### Passage provided

Deriving Show and Read

typedListShowsPrecC Source #

Arguments

:: forall c f xs. All c xs 
=> String

Override cons symbol

-> (forall x. c x => Int -> f x -> ShowS)

How to show a single element

-> Int 
-> TypedList f xs 
-> ShowS 

Generic show function for a TypedList.

typedListShowsPrec Source #

Arguments

:: forall f xs. (forall x. Int -> f x -> ShowS)

How to show a single element

-> Int 
-> TypedList f xs 
-> ShowS 

Generic show function for a TypedList.

typedListReadPrec Source #

Arguments

:: forall c f xs g. All c xs 
=> String

Override cons symbol

-> (forall x. c x => ReadPrec (f x))

How to read a single element

-> TypedList g xs

Enforce the type structure of the result

-> ReadPrec (TypedList f xs) 

Generic read function for a TypedList. Requires a "template" to enforce the structure of the type list.

withTypedListReadPrec Source #

Arguments

:: forall f (r :: Type). (forall (z :: Type). (forall x. f x -> z) -> ReadPrec z)

How to read a single element

-> (forall xs. TypedList f xs -> r)

Consume the result

-> ReadPrec r 

Generic read function for a TypedList of unknown length.

######
### Data section

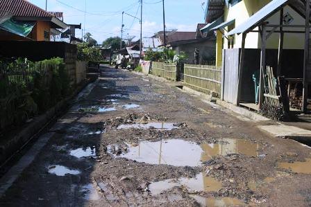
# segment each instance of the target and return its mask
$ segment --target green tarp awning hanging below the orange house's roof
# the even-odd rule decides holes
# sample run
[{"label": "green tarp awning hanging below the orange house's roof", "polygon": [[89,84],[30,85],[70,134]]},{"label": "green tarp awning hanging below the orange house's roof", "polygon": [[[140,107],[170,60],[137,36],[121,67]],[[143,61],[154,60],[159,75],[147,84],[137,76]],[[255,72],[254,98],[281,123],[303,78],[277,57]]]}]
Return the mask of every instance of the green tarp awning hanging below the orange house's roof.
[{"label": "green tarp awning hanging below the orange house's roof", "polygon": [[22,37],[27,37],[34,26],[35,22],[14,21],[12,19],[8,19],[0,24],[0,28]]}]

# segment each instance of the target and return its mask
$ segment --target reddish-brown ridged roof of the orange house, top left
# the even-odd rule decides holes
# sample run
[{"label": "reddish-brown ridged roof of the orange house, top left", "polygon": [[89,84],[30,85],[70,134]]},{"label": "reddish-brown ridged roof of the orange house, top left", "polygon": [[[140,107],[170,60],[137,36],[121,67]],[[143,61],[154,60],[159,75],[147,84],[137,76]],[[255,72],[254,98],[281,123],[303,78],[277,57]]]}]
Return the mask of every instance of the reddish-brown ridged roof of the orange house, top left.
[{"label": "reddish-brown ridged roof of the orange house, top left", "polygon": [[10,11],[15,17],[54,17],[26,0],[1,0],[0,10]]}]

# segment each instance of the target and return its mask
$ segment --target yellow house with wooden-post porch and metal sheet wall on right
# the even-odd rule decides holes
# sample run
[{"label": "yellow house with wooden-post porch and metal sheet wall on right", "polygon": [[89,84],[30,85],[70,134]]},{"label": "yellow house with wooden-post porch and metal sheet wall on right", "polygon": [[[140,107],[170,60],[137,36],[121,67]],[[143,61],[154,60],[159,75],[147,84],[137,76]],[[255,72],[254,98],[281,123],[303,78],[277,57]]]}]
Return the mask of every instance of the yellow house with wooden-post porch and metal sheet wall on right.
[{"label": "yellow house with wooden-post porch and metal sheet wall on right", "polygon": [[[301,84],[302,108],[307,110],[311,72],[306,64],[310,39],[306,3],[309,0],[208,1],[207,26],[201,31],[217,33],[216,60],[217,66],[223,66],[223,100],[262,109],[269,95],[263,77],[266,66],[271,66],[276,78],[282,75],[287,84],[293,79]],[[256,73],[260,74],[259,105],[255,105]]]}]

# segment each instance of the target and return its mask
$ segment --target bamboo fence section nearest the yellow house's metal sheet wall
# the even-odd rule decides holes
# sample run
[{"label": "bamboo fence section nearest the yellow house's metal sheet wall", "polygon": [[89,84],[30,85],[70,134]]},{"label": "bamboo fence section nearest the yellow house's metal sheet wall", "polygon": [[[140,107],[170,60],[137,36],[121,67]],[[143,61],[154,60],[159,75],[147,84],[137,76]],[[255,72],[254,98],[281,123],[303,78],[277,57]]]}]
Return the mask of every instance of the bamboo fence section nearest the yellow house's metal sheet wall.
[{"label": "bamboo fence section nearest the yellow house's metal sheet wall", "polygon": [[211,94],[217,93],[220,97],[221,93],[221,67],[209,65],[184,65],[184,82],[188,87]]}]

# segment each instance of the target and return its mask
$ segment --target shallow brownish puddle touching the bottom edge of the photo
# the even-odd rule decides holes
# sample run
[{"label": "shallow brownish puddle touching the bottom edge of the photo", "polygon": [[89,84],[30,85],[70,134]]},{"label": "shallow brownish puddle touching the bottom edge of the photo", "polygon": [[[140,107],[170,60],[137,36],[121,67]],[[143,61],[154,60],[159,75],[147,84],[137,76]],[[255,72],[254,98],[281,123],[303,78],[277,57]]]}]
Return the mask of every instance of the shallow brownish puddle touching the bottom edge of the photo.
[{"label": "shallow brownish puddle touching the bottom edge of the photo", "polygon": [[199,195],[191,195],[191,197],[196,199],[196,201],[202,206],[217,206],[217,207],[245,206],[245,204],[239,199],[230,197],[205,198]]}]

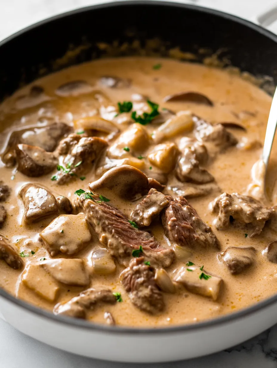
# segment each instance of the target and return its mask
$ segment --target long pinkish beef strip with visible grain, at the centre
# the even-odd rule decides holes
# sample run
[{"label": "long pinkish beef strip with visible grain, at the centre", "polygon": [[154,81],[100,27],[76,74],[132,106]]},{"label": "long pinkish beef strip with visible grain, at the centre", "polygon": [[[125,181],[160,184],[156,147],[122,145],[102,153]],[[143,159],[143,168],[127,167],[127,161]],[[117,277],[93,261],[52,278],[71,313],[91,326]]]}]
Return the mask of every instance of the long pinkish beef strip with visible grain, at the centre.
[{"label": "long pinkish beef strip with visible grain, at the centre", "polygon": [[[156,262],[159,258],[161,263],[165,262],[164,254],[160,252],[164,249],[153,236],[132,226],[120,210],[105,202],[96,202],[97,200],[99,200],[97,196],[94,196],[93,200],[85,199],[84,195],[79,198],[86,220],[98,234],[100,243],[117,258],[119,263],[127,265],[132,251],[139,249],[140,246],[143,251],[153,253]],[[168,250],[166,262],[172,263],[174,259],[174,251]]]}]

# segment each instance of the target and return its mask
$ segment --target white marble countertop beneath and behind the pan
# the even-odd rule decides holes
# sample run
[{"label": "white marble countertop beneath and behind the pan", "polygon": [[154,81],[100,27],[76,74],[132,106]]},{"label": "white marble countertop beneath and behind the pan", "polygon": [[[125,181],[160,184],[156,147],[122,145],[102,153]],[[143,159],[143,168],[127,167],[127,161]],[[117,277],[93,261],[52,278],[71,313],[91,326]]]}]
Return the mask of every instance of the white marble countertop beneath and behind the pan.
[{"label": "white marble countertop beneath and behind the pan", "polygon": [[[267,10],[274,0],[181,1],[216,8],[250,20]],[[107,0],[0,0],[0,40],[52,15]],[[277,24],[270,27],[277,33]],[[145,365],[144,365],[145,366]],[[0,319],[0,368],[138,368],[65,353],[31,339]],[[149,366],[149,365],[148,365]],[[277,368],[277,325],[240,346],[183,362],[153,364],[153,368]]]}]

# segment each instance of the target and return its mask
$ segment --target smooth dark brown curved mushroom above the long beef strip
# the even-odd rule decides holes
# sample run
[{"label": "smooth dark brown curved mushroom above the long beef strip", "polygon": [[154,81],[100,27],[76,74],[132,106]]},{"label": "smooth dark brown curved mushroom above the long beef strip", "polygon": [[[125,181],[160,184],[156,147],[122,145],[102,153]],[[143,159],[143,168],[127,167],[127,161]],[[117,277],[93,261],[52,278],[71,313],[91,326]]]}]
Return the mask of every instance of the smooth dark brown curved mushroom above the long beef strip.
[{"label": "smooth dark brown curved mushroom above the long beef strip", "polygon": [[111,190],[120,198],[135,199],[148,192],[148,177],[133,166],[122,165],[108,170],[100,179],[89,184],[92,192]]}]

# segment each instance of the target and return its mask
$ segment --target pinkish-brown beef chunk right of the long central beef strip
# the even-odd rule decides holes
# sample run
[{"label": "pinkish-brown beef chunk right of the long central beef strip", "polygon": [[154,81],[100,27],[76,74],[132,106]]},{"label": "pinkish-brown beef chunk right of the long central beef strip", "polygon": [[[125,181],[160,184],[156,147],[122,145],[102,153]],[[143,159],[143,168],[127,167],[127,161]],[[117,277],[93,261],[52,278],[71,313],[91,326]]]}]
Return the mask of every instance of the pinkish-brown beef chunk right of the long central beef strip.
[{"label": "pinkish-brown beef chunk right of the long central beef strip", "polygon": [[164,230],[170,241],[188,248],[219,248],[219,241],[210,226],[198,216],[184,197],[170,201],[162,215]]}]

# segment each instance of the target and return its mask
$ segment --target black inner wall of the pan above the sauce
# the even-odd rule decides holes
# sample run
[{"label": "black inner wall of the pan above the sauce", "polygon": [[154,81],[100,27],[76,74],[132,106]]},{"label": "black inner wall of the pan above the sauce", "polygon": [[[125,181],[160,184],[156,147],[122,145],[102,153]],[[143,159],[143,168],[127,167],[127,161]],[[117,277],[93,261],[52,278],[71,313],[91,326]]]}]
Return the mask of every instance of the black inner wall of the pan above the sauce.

######

* Exercise:
Summarize the documentation on deriving Show and Read for a TypedList in two sentences.

* Answer for this exercise:
typedListShowsPrecC and typedListShowsPrec are generic show functions for a TypedList that take a function for showing a single element, and typedListShowsPrecC also takes a string that overrides the cons symbol. typedListReadPrec is a generic read function that requires a "template" TypedList to enforce the structure of the type list, while withTypedListReadPrec reads a TypedList of unknown length and passes the result to a function that consumes it.